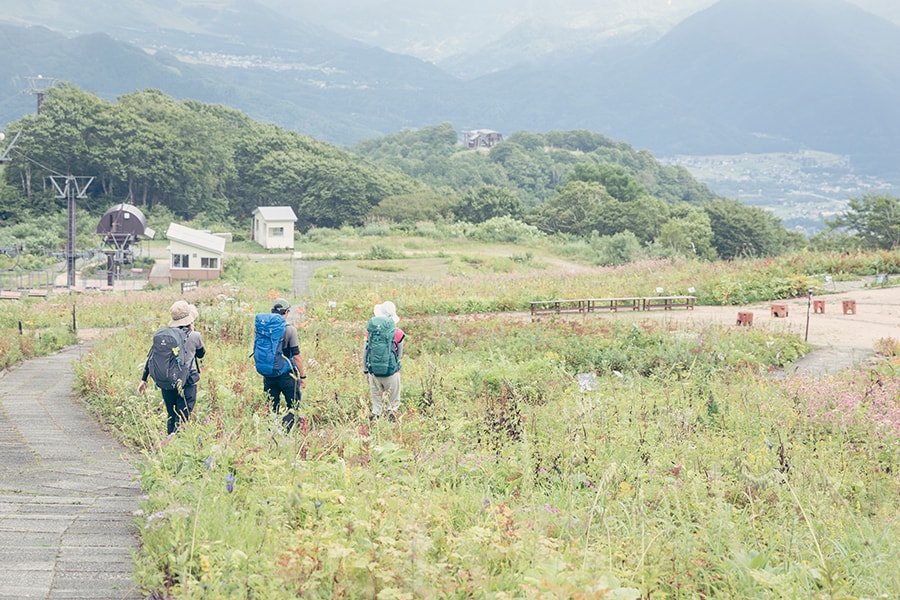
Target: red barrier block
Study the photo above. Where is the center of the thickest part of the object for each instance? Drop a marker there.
(779, 310)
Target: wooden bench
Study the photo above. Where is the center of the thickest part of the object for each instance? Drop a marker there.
(669, 302)
(588, 305)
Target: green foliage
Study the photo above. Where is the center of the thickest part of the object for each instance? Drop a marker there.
(741, 230)
(192, 159)
(873, 221)
(565, 457)
(487, 202)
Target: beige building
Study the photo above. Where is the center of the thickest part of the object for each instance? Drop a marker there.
(273, 227)
(194, 254)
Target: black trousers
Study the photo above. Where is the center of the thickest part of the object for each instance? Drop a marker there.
(287, 387)
(179, 407)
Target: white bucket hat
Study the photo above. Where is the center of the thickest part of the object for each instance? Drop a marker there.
(386, 309)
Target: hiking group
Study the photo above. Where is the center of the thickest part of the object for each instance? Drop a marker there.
(173, 362)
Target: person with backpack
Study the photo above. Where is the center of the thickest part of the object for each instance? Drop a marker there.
(381, 359)
(173, 364)
(276, 352)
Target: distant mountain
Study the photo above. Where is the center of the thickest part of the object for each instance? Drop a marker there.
(739, 76)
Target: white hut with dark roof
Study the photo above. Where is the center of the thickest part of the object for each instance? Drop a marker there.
(273, 227)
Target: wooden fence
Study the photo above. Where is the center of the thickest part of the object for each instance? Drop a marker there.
(589, 305)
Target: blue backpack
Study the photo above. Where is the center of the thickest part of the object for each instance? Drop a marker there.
(267, 345)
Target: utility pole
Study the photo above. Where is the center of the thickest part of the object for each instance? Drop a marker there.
════
REQUIREMENTS: Transcribe all of the records above verbatim, omitting the pictures.

TASK RESULT:
Target: red barrier block
Study the photo above. Where is the center of the thickest part of the object for each instance? Drop a marker there.
(779, 310)
Target: wooden bench
Study the photo above. Where is the center of the thickest part of the object for each instance? Drop a marker there.
(669, 302)
(588, 305)
Target: green foliage
Study the photo above. Where is the center of the thickest part of the object for each instance? Drop a marker there.
(741, 230)
(192, 159)
(873, 221)
(565, 457)
(487, 202)
Target: beige building
Study the photo above. Where is the center of the thickest part of the object for each instance? Drop a marker there.
(273, 227)
(194, 254)
Target: black trousers
Study the photo above. Where is the center of the thickest part of the object for each instance? Drop a marker there.
(287, 387)
(179, 407)
Target: white bucket hat
Study the photo above. Where is the center of the thickest part of the object for each instance? Drop a marker there.
(386, 309)
Target: hiking group
Study the photo above. Where is the center of the thickest part of the object for each instance? Drop a marker there.
(173, 362)
Target: person with backpack
Study the photo above. Where is the center of the thickest part of the object for each instance? Drop a marker there.
(381, 359)
(173, 364)
(276, 352)
Target: distant mountain
Study the photo above. Where is the center of the thickest part of the object for each instance? Drop a marker there.
(739, 76)
Target: white hut with dark roof
Study the photo above. Where is the center of the thickest part of the object for each instance? Drop a marker there.
(273, 227)
Target: wooden fence
Study the photo above. Where is the center of the thickest part of the object for each instance? Drop a marker there.
(589, 305)
Target: blue backpack
Study the photo above. Where is the center of the thickest part of the object for each instance? Drop a marker there.
(267, 345)
Target: utility pole
Study the photo above. Where is the center of the thickest part of the object for each instance? Drop a marker there.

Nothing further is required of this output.